Brano proposto:
▼▼▼

L'Italia è un Paese per vecchi: la metà è over 45

I dati nell'ultimo report dell'Istat: il Belpaese si è trasformato negli ultimi 60 anni: nel '50 era tra i più giovani d'Europa, poi c'è stato un veloce invecchiamento

L'Italia è diventato un Paese per vecchi. Una trasformazione incredibile avvenuta nell'ultimo mezzo secolo: infatti negli anni '50 l'Italia era tra gli Stati europei più giovani, ma rispetto agli altri è invecchiata di più e più velocemente. 

La conferma arriva dal report Istat dal titolo 'Sessant'anni di Europa', pubblicato sul sito dell'Istituto di Statistica italiano: “Se nel 1957 la metà della popolazione italiana aveva meno di 31 anni, ora ne ha più di 45. In sessanta anni, dunque, il baricentro della popolazione italiana si è spostato di oltre 15 anni”.

Un fenomeno che è stato registrato anche in altri Paesi, ma con minore intensità. Lo spostamento è stato in media "di 11 anni": da "33 a 44 anni nei 6 Paesi fondatori e da 32 a 43 nel complesso dell'Ue".

Schermata 2017-10-20 alle 13.44.35-2Ecco la sintesi per la stampa pubblicata sul sito dell'Istat:

Popolazione

All’indomani della Seconda guerra mondiale l’aumento della popolazione in Europa procede a ritmi sostenuti fino ai primi anni Settanta. Dal 1980 la traiettoria dell’Italia si distacca da quella degli aggregati europei, poiché la popolazione rimane pressoché stabile. Soltanto dall’inizio del nuovo millennio la crescita della popolazione italiana riprende, soprattutto per l’apporto della popolazione straniera, e la forbice con gli altri paesi torna a ridursi. Con la grande recessione iniziata nel 2008 la popolazione italiana dapprima ristagna e dal 2015 diminuisce.

Storicamente, il dopoguerra si caratterizza per un andamento decrescente delle nascite, con l’eccezione degli anni del boom economico. In seguito le nascite tornano a diminuire progressivamente in tutta Europa per poi stabilizzarsi dalla metà degli anni Ottanta. Anche in questo caso, l’insorgere della crisi nel 2008 si traduce in un calo progressivo delle nascite, ben più marcato in Italia che nel resto d’Europa.

Contrariamente a una credenza radicata, il numero di figli per donna in Italia si mantiene inferiore ai valori europei fino a metà degli anni Sessanta. Sebbene da quella data inizi un diffuso declino, il tasso di fecondità totale rimane superiore ai 2 figli per donna sino alla metà degli anni Settanta. Negli anni Novanta si raggiungono i punti più bassi: 1,22 figli per l’Italia. Dagli anni Duemila si registra un aumento, da attribuire in buona parte alla componente straniera.

▲▲▲

Problema breve 1:
Riporta tutte le righe dell'elenco in cui compare la parola "vine".

Righe:
▼▼▼

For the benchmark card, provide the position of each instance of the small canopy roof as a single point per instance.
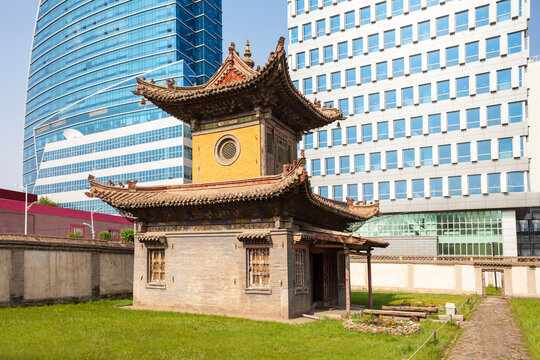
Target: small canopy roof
(287, 194)
(237, 88)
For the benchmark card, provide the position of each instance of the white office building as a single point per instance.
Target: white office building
(438, 127)
(157, 152)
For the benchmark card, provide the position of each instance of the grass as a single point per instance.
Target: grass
(528, 315)
(493, 291)
(100, 330)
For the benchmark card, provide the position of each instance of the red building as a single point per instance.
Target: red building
(51, 220)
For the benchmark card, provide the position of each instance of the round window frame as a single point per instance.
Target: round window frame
(219, 145)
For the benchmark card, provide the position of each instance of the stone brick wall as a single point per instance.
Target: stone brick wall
(205, 272)
(38, 269)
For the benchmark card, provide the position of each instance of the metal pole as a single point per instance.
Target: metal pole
(370, 290)
(26, 209)
(347, 282)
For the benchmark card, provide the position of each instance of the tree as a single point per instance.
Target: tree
(104, 235)
(43, 200)
(127, 235)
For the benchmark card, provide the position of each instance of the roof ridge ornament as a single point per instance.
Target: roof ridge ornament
(247, 56)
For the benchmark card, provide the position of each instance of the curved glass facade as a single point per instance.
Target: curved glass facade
(87, 54)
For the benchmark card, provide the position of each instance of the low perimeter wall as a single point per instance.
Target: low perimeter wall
(39, 269)
(447, 274)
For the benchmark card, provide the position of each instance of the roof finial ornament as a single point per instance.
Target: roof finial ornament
(247, 56)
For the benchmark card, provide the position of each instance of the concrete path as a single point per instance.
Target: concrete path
(491, 334)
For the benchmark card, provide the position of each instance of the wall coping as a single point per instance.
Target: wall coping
(12, 241)
(501, 261)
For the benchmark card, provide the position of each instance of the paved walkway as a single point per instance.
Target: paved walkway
(491, 334)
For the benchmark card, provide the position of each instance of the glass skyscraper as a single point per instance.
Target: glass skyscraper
(438, 127)
(85, 57)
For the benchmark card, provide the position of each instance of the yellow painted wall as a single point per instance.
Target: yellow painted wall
(248, 165)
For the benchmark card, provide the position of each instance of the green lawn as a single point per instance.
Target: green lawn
(100, 330)
(528, 314)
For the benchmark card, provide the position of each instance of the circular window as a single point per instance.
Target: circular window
(227, 149)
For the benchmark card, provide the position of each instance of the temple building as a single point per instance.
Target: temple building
(248, 237)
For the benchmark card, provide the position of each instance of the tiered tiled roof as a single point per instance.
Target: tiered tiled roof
(236, 87)
(287, 194)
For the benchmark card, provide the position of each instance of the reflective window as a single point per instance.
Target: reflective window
(390, 99)
(351, 135)
(494, 183)
(482, 83)
(482, 16)
(452, 56)
(398, 67)
(373, 42)
(406, 35)
(316, 167)
(484, 150)
(505, 148)
(494, 115)
(503, 10)
(423, 30)
(473, 118)
(358, 102)
(454, 185)
(389, 39)
(475, 184)
(471, 52)
(493, 47)
(374, 102)
(426, 156)
(504, 79)
(391, 159)
(382, 71)
(407, 96)
(344, 165)
(367, 190)
(384, 190)
(462, 86)
(382, 130)
(434, 123)
(399, 128)
(336, 137)
(330, 166)
(443, 90)
(375, 161)
(442, 26)
(416, 126)
(453, 121)
(359, 163)
(434, 60)
(435, 185)
(408, 158)
(367, 133)
(464, 152)
(418, 188)
(445, 154)
(401, 189)
(462, 21)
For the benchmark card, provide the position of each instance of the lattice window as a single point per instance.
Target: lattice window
(299, 265)
(258, 267)
(156, 265)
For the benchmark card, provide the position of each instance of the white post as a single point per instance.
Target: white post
(26, 209)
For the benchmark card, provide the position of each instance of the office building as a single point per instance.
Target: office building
(81, 116)
(438, 129)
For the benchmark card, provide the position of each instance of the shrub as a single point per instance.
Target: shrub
(104, 235)
(127, 235)
(43, 200)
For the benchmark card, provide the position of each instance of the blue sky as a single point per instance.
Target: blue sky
(260, 21)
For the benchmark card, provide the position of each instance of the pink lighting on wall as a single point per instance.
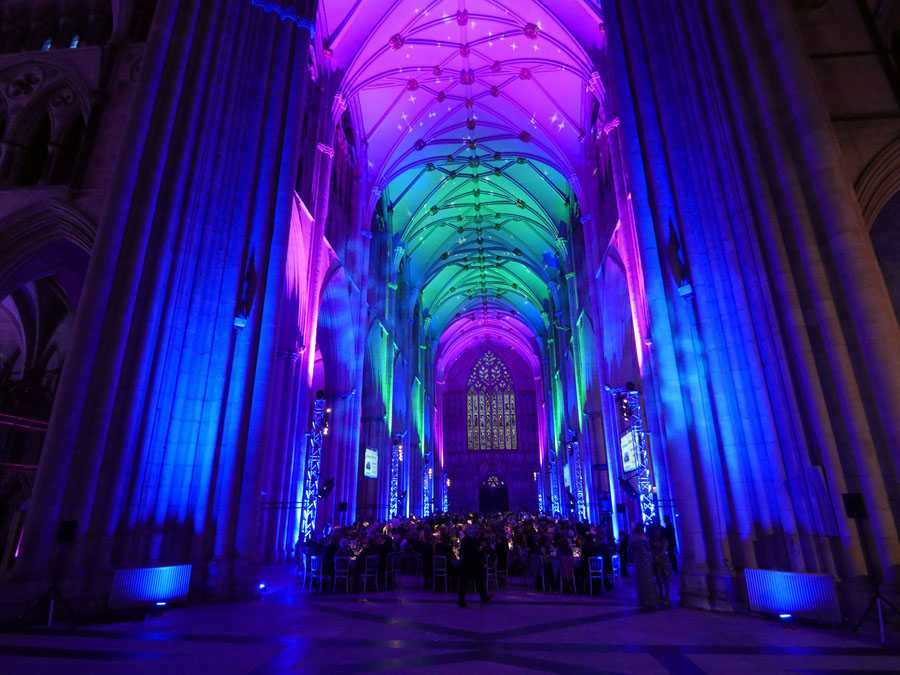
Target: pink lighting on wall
(467, 332)
(624, 240)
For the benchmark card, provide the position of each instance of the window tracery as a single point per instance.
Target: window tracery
(490, 406)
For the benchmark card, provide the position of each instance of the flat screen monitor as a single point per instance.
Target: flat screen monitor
(370, 468)
(629, 452)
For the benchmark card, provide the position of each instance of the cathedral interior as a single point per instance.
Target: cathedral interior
(269, 267)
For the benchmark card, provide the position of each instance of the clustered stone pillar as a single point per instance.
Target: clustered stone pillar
(770, 322)
(166, 415)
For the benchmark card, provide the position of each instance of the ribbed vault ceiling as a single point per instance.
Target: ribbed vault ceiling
(472, 114)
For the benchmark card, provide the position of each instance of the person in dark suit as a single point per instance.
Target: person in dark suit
(471, 566)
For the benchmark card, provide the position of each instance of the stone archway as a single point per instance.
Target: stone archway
(493, 495)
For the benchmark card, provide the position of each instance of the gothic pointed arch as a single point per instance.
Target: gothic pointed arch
(490, 406)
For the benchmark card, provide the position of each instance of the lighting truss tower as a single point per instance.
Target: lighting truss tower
(394, 487)
(634, 419)
(553, 468)
(427, 489)
(314, 441)
(539, 480)
(580, 482)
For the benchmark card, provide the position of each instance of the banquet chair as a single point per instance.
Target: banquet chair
(490, 573)
(595, 572)
(370, 572)
(301, 567)
(392, 564)
(503, 573)
(567, 573)
(617, 565)
(439, 571)
(316, 572)
(341, 573)
(536, 570)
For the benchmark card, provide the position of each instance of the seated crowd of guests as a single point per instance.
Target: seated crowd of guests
(539, 548)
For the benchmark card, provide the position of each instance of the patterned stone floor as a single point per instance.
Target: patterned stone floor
(410, 630)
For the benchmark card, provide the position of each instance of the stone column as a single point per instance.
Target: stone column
(160, 445)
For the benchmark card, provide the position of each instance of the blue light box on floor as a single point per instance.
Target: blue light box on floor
(146, 586)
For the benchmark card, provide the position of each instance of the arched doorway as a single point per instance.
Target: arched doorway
(493, 495)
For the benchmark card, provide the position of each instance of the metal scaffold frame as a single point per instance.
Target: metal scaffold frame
(580, 482)
(635, 419)
(394, 487)
(314, 441)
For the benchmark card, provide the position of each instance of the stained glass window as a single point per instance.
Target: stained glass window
(490, 406)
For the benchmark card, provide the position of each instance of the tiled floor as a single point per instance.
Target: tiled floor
(415, 631)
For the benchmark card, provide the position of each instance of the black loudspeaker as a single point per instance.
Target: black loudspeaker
(65, 533)
(628, 487)
(855, 505)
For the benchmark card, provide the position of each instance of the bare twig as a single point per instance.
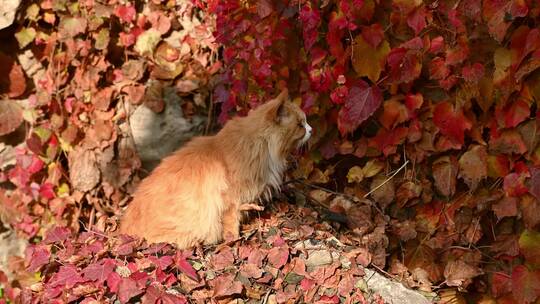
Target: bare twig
(387, 180)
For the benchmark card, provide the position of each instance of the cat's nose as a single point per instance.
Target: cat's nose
(308, 129)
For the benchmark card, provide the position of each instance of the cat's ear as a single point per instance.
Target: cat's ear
(278, 109)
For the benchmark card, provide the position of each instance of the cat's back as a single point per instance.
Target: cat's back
(184, 183)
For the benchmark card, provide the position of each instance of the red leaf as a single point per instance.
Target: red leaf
(99, 271)
(336, 27)
(264, 8)
(36, 256)
(500, 14)
(113, 281)
(127, 289)
(404, 65)
(361, 103)
(514, 184)
(310, 18)
(451, 121)
(436, 45)
(534, 182)
(10, 116)
(161, 262)
(387, 141)
(525, 287)
(47, 191)
(473, 73)
(373, 34)
(184, 266)
(501, 284)
(225, 286)
(438, 69)
(13, 81)
(125, 13)
(56, 235)
(66, 277)
(223, 259)
(417, 20)
(278, 256)
(513, 114)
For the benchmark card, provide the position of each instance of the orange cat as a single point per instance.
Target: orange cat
(197, 194)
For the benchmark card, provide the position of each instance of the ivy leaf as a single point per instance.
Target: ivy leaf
(127, 289)
(500, 14)
(404, 65)
(264, 8)
(10, 116)
(310, 18)
(534, 182)
(360, 104)
(417, 20)
(25, 36)
(225, 286)
(514, 184)
(473, 166)
(71, 27)
(508, 142)
(126, 13)
(36, 256)
(529, 246)
(66, 277)
(147, 42)
(473, 73)
(445, 170)
(512, 115)
(369, 61)
(501, 284)
(184, 266)
(387, 141)
(278, 256)
(99, 271)
(15, 82)
(451, 121)
(457, 272)
(525, 287)
(57, 235)
(373, 34)
(394, 113)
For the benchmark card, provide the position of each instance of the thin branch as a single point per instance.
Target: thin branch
(387, 180)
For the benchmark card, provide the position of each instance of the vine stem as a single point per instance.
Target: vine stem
(388, 179)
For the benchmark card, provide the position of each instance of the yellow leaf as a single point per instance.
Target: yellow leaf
(368, 61)
(355, 175)
(503, 60)
(372, 168)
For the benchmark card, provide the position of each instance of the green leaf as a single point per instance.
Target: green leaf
(529, 245)
(102, 39)
(25, 36)
(32, 12)
(147, 42)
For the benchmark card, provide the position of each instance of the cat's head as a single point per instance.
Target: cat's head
(286, 122)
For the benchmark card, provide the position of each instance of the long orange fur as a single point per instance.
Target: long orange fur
(196, 195)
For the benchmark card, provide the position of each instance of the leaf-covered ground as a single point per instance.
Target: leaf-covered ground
(425, 115)
(286, 255)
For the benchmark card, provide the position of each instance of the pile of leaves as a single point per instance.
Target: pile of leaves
(426, 119)
(76, 71)
(446, 91)
(271, 263)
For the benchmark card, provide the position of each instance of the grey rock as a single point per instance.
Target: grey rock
(157, 135)
(8, 8)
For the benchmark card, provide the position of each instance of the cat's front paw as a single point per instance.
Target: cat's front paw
(248, 207)
(229, 236)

▲▲▲

Problema breve 2:
Nel brano proposto, quale età non raggiungeva la metà della popolazione italiana nel 1957?

Soluzione completa 1:
For the benchmark card, provide the position of each instance of the vine stem as a single point per instance.
Target: vine stem

Soluzione completa 2:
Nel 1957 la metà della popolazione italiana aveva meno di 31 anni.